» Text
- - - - - - -

FORT LEONARD WOOD, Mo – Extremist activities are not aligned with the Army core values and “have no place in our formations,” said Col. Aaron Pitney, General Leonard Wood Army Community Hospital commander, during a training stand down event here March 19.
GLWACH Soldiers and civilians discussed extremism in relation to the oath service members and Department of the Army civilians take upon entering service, in line with guidance from Lloyd J. Austin III, Secretary of Defense, who is working to eliminate extremist ideology in the military.
Master Sgt. Carmen Ross, GLWACH chief medical noncommissioned officer, said identifying indicators of extremism is a first step.
“I’m highlighting the importance of identifying extremist behavior,” Ross said. “So many times people focus on the groups but that’s not always the case.”
Indicators of these behaviors (activity) include receiving the following from an organization who advocates the use of unlawful violence to undermine or disrupt U.S. military operations or foreign policy: financial assistance, training, and resources.
The training included vignettes of domestic extremism where Soldiers had reported the activities of others and prevented several catastrophes.
Ross said these behaviors should be reported to leadership to preemptively stop extremist actions.
“These activities are the antithesis of what it means to be in the Army and to support and defend the constitution of the United States,” Pitney added.
Pitney said if an organization contributes to one of the indicators that highlight extremist activities, it “goes against the responsibilities we’ve taken on.”
Ross said specific prohibited activities with extremist organizations include public demonstrations, fundraising, and distribution of literature to include an online presence of support.
GLWACH personnel who attended the classes were respectful of each other’s views, Ross said.
“I hope they have a refresher of what the oath means to them, to take the [indicators] more seriously, and to be the frontline defense of those who are exhibiting behaviors,” Ross said.
Spc. Riley Quiroz, a GLWACH radiology specialist, said the Oath of Enlistment can be summed up with the Army value: duty.

- - - - - - -

» Excerpted data
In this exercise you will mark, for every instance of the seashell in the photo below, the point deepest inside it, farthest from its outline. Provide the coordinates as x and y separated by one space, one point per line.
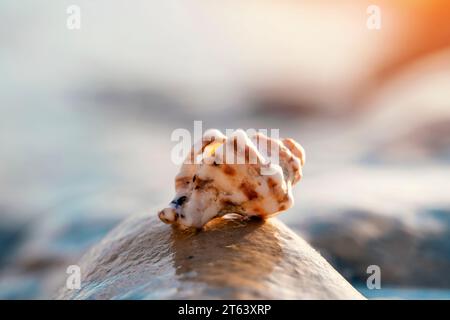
250 176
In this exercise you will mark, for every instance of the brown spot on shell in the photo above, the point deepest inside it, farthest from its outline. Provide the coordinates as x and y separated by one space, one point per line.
271 183
259 211
200 183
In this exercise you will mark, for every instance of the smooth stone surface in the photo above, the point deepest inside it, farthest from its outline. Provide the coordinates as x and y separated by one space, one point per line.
231 258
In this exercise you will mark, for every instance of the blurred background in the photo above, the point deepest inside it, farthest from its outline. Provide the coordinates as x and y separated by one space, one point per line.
86 117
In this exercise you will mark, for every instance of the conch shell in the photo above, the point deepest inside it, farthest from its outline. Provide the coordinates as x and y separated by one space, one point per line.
250 176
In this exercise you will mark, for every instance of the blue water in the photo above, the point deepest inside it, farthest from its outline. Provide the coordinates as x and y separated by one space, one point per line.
404 293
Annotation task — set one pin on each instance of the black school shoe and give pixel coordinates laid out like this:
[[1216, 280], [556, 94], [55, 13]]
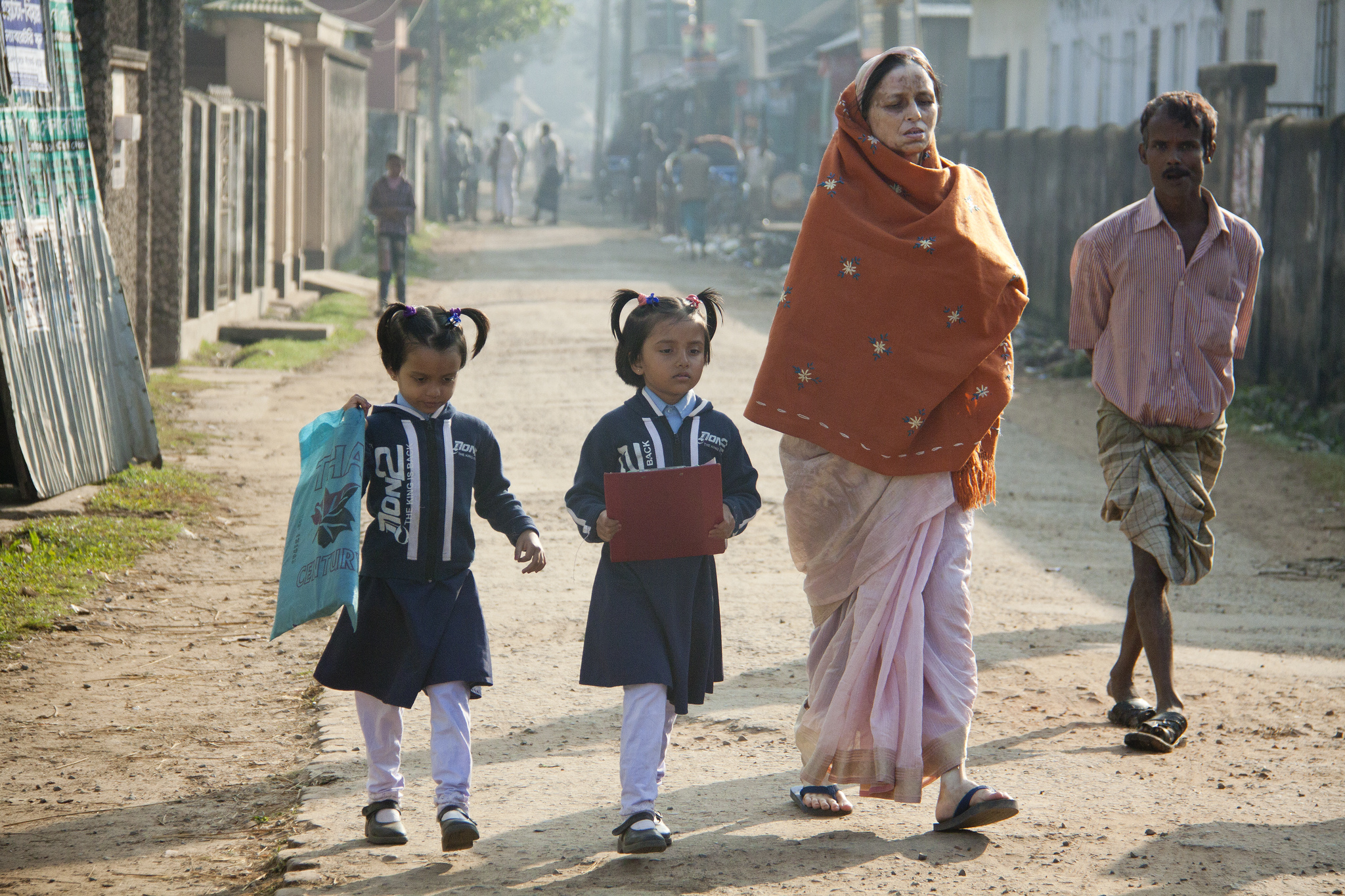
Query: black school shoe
[[456, 833], [377, 832], [654, 840]]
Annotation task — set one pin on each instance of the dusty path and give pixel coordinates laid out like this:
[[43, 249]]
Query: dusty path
[[1254, 802]]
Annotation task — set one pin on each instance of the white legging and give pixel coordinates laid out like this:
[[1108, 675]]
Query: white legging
[[450, 744], [646, 730]]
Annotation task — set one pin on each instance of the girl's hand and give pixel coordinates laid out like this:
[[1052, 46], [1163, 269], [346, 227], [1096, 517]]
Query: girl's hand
[[607, 527], [529, 550], [725, 528]]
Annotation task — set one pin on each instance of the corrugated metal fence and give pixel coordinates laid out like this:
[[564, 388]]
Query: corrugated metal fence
[[76, 408], [1289, 182], [225, 196], [1052, 186]]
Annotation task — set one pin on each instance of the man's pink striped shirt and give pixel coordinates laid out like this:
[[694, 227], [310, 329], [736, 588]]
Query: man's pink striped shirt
[[1164, 332]]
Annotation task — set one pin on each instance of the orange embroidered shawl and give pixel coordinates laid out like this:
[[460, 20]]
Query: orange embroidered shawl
[[891, 341]]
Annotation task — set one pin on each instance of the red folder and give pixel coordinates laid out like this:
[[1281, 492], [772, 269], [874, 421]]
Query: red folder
[[665, 513]]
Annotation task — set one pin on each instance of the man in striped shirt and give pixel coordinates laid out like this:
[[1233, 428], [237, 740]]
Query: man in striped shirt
[[1162, 303]]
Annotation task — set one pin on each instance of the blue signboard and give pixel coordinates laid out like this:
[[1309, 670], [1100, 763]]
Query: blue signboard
[[24, 43]]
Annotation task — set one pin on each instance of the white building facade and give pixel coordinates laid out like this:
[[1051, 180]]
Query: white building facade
[[1093, 62]]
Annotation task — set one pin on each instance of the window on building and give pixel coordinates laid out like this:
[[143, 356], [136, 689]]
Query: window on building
[[1156, 45], [1076, 79], [1053, 88], [1324, 68], [1129, 70], [989, 93], [1207, 43], [1105, 66], [1255, 35], [1023, 89], [1180, 56]]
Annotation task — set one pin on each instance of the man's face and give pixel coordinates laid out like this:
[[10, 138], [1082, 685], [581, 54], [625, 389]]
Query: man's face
[[1174, 158]]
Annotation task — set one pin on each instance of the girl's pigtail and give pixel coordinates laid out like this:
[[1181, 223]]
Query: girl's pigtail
[[713, 309], [619, 303], [389, 343], [483, 327]]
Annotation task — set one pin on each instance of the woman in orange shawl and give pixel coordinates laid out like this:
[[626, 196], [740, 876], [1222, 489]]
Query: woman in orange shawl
[[887, 371]]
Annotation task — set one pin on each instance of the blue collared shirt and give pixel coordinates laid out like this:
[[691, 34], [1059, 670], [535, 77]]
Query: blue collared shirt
[[401, 400], [674, 413]]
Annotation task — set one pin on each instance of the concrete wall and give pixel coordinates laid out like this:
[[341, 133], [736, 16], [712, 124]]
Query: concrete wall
[[114, 69], [1285, 175], [1290, 38], [335, 154], [1289, 182], [1090, 64]]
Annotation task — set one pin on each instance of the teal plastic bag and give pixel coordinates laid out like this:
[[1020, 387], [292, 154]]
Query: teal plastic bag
[[320, 571]]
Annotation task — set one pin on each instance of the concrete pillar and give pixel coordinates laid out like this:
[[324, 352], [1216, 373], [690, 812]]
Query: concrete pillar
[[164, 142], [1238, 93]]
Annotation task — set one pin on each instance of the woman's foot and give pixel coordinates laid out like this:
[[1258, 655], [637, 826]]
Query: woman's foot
[[965, 803], [950, 797], [826, 802]]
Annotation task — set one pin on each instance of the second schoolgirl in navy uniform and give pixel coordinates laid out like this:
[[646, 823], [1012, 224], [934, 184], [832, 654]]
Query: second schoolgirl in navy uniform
[[654, 625], [420, 618]]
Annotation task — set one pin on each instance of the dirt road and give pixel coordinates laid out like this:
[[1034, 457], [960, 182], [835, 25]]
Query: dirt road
[[1252, 802]]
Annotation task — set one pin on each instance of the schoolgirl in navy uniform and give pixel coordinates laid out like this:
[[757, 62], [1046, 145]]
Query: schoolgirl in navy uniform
[[420, 617], [654, 625]]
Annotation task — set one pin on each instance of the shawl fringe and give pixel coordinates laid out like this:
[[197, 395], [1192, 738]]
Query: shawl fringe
[[974, 484]]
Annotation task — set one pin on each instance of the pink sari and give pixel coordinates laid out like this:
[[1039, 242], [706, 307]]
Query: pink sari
[[891, 670]]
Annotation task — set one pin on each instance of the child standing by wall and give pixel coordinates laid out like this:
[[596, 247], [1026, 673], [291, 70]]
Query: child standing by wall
[[654, 625], [420, 618]]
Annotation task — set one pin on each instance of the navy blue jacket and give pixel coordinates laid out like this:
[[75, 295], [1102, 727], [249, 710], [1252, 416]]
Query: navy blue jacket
[[638, 437], [418, 479]]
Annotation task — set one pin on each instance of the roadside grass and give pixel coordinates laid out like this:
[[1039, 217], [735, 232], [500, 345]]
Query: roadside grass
[[49, 565], [144, 492], [342, 309], [170, 394]]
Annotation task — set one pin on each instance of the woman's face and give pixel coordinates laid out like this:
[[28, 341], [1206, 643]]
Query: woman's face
[[904, 110]]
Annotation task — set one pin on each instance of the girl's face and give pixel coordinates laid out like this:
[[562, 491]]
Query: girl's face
[[673, 359], [428, 378], [904, 110]]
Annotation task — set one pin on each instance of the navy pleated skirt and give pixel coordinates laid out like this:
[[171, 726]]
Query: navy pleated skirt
[[410, 636], [655, 622]]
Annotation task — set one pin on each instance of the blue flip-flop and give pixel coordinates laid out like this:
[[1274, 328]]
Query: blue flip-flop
[[984, 813], [799, 792]]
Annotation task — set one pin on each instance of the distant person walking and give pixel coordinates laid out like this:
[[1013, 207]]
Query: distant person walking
[[1162, 303], [649, 161], [472, 165], [452, 168], [549, 184], [391, 200], [690, 169], [508, 158]]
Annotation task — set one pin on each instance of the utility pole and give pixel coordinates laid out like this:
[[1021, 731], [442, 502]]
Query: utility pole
[[627, 37], [604, 27], [436, 167]]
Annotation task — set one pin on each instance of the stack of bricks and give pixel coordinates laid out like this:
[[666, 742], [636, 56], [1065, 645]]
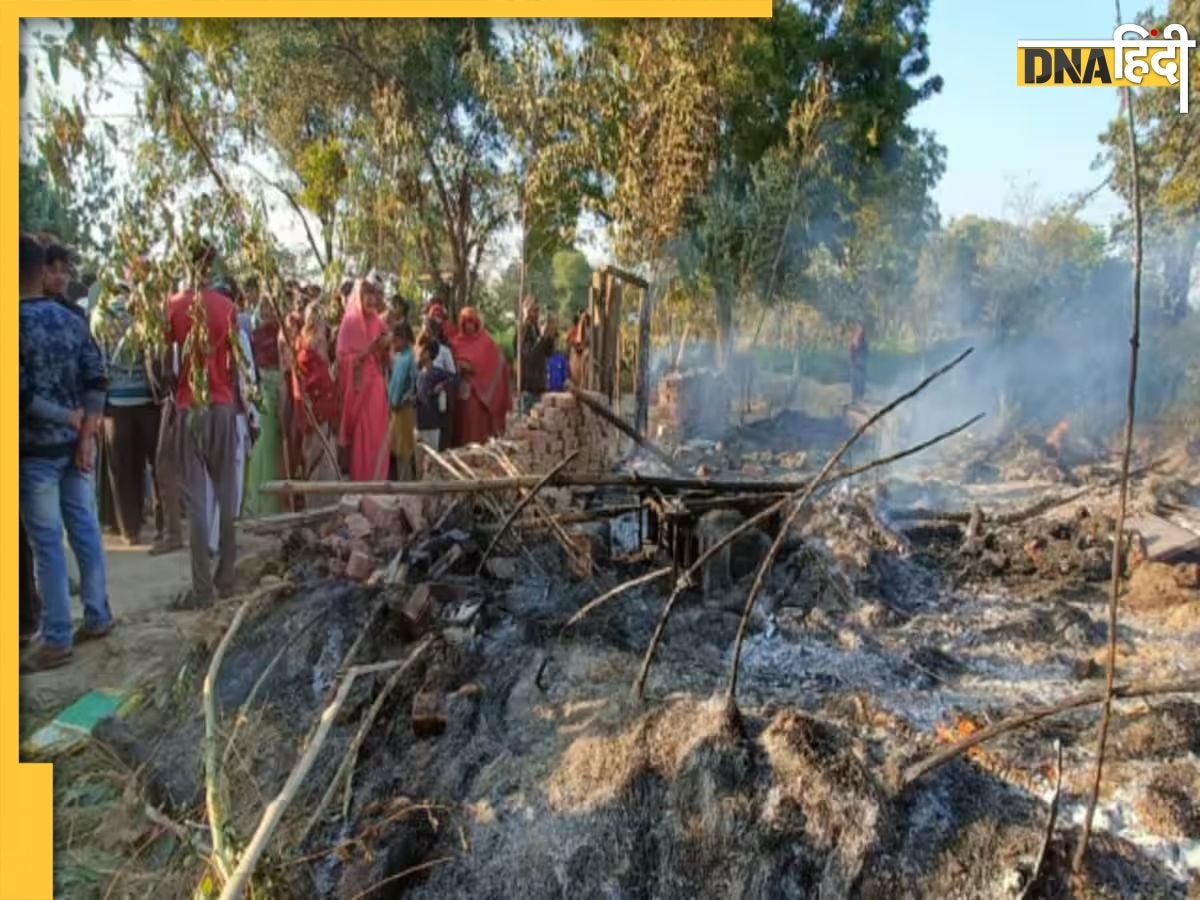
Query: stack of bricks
[[557, 426], [693, 403]]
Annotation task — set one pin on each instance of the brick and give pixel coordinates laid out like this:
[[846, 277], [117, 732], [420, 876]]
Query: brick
[[359, 567], [414, 511], [429, 720], [382, 511], [358, 526], [417, 612]]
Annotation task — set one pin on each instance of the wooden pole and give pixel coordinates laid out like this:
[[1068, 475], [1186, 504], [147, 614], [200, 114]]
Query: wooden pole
[[1126, 454], [621, 425], [642, 393]]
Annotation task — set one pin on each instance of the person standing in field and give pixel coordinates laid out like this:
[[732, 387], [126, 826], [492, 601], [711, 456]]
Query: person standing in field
[[361, 348], [131, 415], [207, 429], [484, 399], [858, 352], [432, 387], [63, 387], [535, 346], [267, 455], [401, 399]]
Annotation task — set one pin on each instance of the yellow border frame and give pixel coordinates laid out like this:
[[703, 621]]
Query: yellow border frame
[[27, 814]]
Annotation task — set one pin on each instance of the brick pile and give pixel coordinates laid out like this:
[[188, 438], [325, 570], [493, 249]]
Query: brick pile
[[691, 403], [555, 427]]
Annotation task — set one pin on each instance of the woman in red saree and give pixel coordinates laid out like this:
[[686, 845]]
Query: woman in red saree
[[484, 401], [361, 348]]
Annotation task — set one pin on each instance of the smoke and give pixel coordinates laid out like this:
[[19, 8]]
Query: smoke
[[1066, 364]]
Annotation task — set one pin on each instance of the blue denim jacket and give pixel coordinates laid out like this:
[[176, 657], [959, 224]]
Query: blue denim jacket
[[61, 370]]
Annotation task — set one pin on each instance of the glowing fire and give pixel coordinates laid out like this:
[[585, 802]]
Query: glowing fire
[[1056, 435]]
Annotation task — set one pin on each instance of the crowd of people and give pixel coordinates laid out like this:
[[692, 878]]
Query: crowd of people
[[117, 431]]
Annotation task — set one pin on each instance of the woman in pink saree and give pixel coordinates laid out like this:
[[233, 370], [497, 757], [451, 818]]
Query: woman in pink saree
[[484, 397], [361, 353]]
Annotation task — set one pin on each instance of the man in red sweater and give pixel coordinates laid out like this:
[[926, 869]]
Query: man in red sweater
[[207, 432]]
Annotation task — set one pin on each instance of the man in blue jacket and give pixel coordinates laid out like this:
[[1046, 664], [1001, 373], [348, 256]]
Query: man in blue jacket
[[63, 389]]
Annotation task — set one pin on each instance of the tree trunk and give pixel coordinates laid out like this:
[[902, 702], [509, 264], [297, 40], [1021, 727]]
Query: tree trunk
[[645, 313], [521, 291], [724, 298]]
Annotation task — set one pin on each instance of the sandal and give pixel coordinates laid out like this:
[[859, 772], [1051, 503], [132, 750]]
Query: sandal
[[189, 600], [84, 634]]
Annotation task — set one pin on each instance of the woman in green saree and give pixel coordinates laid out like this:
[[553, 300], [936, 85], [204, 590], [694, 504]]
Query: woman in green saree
[[267, 456]]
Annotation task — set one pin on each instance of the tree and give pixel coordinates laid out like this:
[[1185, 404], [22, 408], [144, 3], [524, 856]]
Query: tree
[[570, 277], [814, 148], [43, 207], [1169, 168]]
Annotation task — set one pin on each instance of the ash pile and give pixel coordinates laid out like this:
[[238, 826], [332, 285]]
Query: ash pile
[[508, 712]]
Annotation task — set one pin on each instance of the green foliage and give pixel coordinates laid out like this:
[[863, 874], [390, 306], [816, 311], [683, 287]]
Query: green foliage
[[43, 207], [570, 279], [1169, 174], [1007, 280]]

- - - - - - -

» Problem set
• a. According to the article on the extremism training, what Army value did Spc. Riley Quiroz say sums up the Oath of Enlistment?
• b. Using the article on the extremism training, explain why Ross said extremist behaviors should be reported to leadership.
Rely only on the article about the extremism training, not on the entries.

» Exercise answers
• a. Duty.

• b. Ross said these behaviors should be reported to leadership so that extremist actions can be stopped preemptively.